- [EXERCISE PROMPT] In the copy, include every entry exactly but none of the pictures.

__________

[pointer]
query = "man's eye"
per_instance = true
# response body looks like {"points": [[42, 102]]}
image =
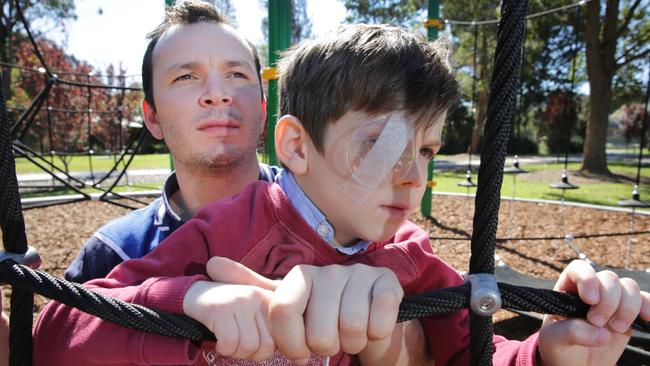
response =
{"points": [[239, 75], [427, 153], [184, 77]]}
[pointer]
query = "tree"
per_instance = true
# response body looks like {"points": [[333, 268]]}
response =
{"points": [[78, 117], [617, 37], [631, 121], [52, 12]]}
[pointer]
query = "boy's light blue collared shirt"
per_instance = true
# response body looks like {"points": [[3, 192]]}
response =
{"points": [[312, 215]]}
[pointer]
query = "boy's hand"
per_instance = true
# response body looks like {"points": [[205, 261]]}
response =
{"points": [[4, 333], [236, 314], [327, 309], [601, 339]]}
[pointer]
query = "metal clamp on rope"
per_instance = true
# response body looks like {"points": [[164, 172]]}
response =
{"points": [[485, 298], [30, 258]]}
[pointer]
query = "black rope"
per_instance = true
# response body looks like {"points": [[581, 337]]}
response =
{"points": [[14, 240], [181, 326], [501, 104], [537, 238]]}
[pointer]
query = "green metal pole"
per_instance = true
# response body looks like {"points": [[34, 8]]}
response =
{"points": [[279, 39], [433, 24], [171, 161]]}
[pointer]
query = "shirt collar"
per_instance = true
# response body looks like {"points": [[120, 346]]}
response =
{"points": [[312, 215], [166, 217]]}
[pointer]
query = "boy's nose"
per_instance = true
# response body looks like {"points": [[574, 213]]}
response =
{"points": [[215, 93], [414, 176]]}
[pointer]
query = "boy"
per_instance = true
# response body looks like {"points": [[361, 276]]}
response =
{"points": [[362, 115]]}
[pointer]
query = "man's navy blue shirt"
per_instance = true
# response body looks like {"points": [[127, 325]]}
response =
{"points": [[135, 234]]}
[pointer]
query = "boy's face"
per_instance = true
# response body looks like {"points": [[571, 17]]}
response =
{"points": [[359, 195]]}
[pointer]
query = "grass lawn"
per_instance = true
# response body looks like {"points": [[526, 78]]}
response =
{"points": [[532, 185], [100, 163], [536, 184]]}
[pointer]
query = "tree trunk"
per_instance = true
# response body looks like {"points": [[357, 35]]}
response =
{"points": [[601, 64]]}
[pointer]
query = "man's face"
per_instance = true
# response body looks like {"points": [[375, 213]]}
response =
{"points": [[366, 212], [207, 97]]}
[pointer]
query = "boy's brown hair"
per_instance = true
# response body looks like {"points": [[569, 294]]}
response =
{"points": [[372, 68], [183, 13]]}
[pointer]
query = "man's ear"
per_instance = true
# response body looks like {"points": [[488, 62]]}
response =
{"points": [[291, 142], [264, 115], [151, 120]]}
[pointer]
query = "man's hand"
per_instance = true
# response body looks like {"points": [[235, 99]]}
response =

__________

- [REPLY TO THE TASK]
[pointer]
query = "man's eye"
per_instance = true
# response body looks like {"points": [[42, 102]]}
image =
response =
{"points": [[239, 75], [427, 153], [184, 77]]}
[pointer]
query = "tree"
per_instance = true
# response body looks like {"points": [[333, 268]]}
response =
{"points": [[78, 117], [617, 37], [631, 121], [52, 12]]}
[pointer]
query = "boy's light blue collared shirt"
per_instance = true
# response body looks like {"points": [[3, 192]]}
response =
{"points": [[312, 215]]}
[pointer]
query = "boy's hand"
per_instance = true
# response body looks like {"points": [[205, 261]]}
response =
{"points": [[4, 333], [236, 314], [327, 309], [601, 339]]}
[pointer]
query = "metal clamp on rope"
per_instance = true
# response body looks like {"points": [[164, 172]]}
response =
{"points": [[485, 298], [30, 258]]}
[pointer]
query = "black rope"
per_instance = true
# response body looks like {"points": [[581, 337]]}
response =
{"points": [[14, 240], [181, 326], [501, 104], [537, 238]]}
[pointer]
query = "green metal pole"
per_instance = true
# response body looks like {"points": [[34, 8]]}
response =
{"points": [[279, 39], [433, 24], [171, 161]]}
[pointer]
query = "shirt collar"
per_instance = true
# response body looks like {"points": [[120, 346]]}
response =
{"points": [[312, 215], [166, 217]]}
[pointer]
query = "boy's nose"
per_instance = true
# response body looks like {"points": [[574, 213]]}
response =
{"points": [[215, 93], [414, 176]]}
[pointer]
query = "boy"
per_instance = true
# response body looks like {"points": [[361, 276]]}
response =
{"points": [[362, 115]]}
[pointer]
query = "man's navy blue shirt"
per_instance = true
# response body looks like {"points": [[127, 325]]}
response =
{"points": [[135, 234]]}
[pointer]
query = "boy's face"
per_instance = true
# response body looks like {"points": [[571, 17]]}
response =
{"points": [[359, 195]]}
[pointer]
query = "grass lawn"
per_instance = true
# response body looks like {"points": [[526, 78]]}
response =
{"points": [[532, 185], [100, 163], [536, 184]]}
[pointer]
query = "tree trunk"
per_instance = true
# response body looks like {"points": [[357, 35]]}
response =
{"points": [[601, 64]]}
[pointer]
query = "man's face"
per_instance = true
# response body looks like {"points": [[375, 213]]}
response =
{"points": [[366, 212], [207, 97]]}
[pointer]
query = "boy's brown hair"
per_instance = true
# response body looks like {"points": [[569, 294]]}
response =
{"points": [[372, 68], [183, 13]]}
[pointer]
query = "man's ear"
per_instance = true
# response body looks like {"points": [[488, 62]]}
response =
{"points": [[291, 142], [264, 115], [151, 120]]}
[pointer]
query = "man's hand"
per_instance = true
# response body looks like {"points": [[235, 99]]}
response =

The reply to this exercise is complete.